→ **What to do**:
a) According to the Dreamspeakers passage, in what year was the Council of Nine Mystical Traditions founded?
b) Write what comes next in the Dreamspeakers passage, picking up after its last sentence.

→ **Provided text**:
╔══
The Dreamspeakers are a diverse group of Mages who hold the Seat of Spirit on the Council of Nine Mystical Traditions.

Early History[]

Even before there were Gods, there were Spirits. Spirits inhabited and animated everything in the natural world: every tree had its Dryad, every wave in the ocean its Naiad, every Jungle animal its Loa, every mountain its Kami. Even after the rise of Gods and the realization of the One God behind them all, many people saw God or the Gods as too la-di-da to bother with mere mortals such as themselves, and saught intercession on their behalf by saints and spirits, rather than praying to the Gods directly. Western mages forgot these spirits as Christianity and Islam took hold, and as the Order of Reason slowly but surely gained its stranglehold over the collective subconscious, the spirits retreated to the less developed parts of the world. When the Council of Nine Mystical Traditions was founded in 1466, even most of the mages gathered to oppose the Order of Reason had been so infected by Rationalist thought that the mages who represented the Shamanistic traditions of Mongolian and African tribes, Native Americans, Polynesian islanders, Australian Aborigines, Southeast Asian Hill Peoples, and even the few remaining Pagan Vikings were all lumped together into one large and fractious catch-all tradition. Viewing this as racism, many representatives of these groups quit in disgust and tried to go it alone. But over the ensuing centuries, the growing power of the Order of Reason and the Technocracy forced most of them back into the arms of the Council, and into the ranks of the Dreamspeakers.
╚══
→ **Given entries**:
╔══
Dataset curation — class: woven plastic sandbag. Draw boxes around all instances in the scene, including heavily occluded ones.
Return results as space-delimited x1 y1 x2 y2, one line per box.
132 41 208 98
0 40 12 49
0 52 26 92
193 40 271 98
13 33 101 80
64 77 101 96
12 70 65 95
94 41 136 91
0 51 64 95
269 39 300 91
╚══
→ **Task-by-task results**:
a) 1466

b)
Modern History[]

Decimated again and again by expansion of European Colonizers, and the Missionaries, Diseases, and Technologies they brought with them, the numbers and power of the Dreamspeakers steadily declined. Technocracy-inspired efforts to corral their tribes onto reservations, force them into Mission Schools where they could be stripped not only of their religion, but of the very languages they needed to talk to their spirits, sapped their power further. The fact that many of these spirits were the same ones spoken to by Werecreatures in seach of magical gifts explains much of the bad blood between Werecreatures on the one hand, and mages in general and the Technocracy in particular on the other. Finally managing to stabilize their numbers and make some inroads into modern society by piggybacking on the spiritualist and neo-pagan revival following World War Two, the Dreamspeakers remained one of the most disorganized, fractious, and least powerful wings of the Traditions.

Gehenna and Beyond[]

When Gehenna suddenly increased their numbers and power once more, the Dreamspeakers leapt at the chance to fight their hated Technocracy enemies. But they had no more sucess against the modern weapons of the new Tech Infantry than they had found against the muskets and steel of the Conquistadores five centuries earlier. Cut down once more in massive numbers, the survivors were drafted into the Tech Infantry and forced to help rework their beloved Spirit Realm into the cold utility of Hyperspace. Those who could, fled to join the Resistance, but most dejectedly accepted their fate and became warriors for their oppressors, much as the Indian Scouts and Sepoys had among their ancestors. What little formal organization the Dreamspeakers had was destroyed along with the rest of the Resistance when Arthur Clarke crushed them after the Third Civil War.